*YOUR INSTRUCTIONS*:
What do the lines from the one containing "Find every instance of the logo" through the end of the entries say? Quote them exactly, and only them.

===============

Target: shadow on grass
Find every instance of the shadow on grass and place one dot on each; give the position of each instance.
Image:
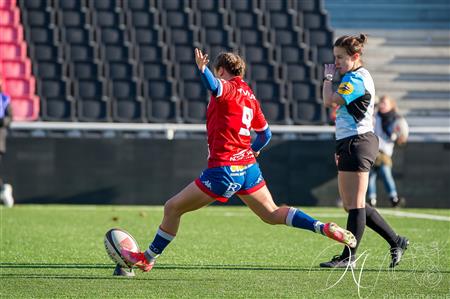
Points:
(198, 267)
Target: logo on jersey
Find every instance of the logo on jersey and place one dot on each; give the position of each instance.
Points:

===============

*YOUR SOLUTION*:
Find every instance of the logo on jersey and place one dot on each; give the position of each instance.
Points:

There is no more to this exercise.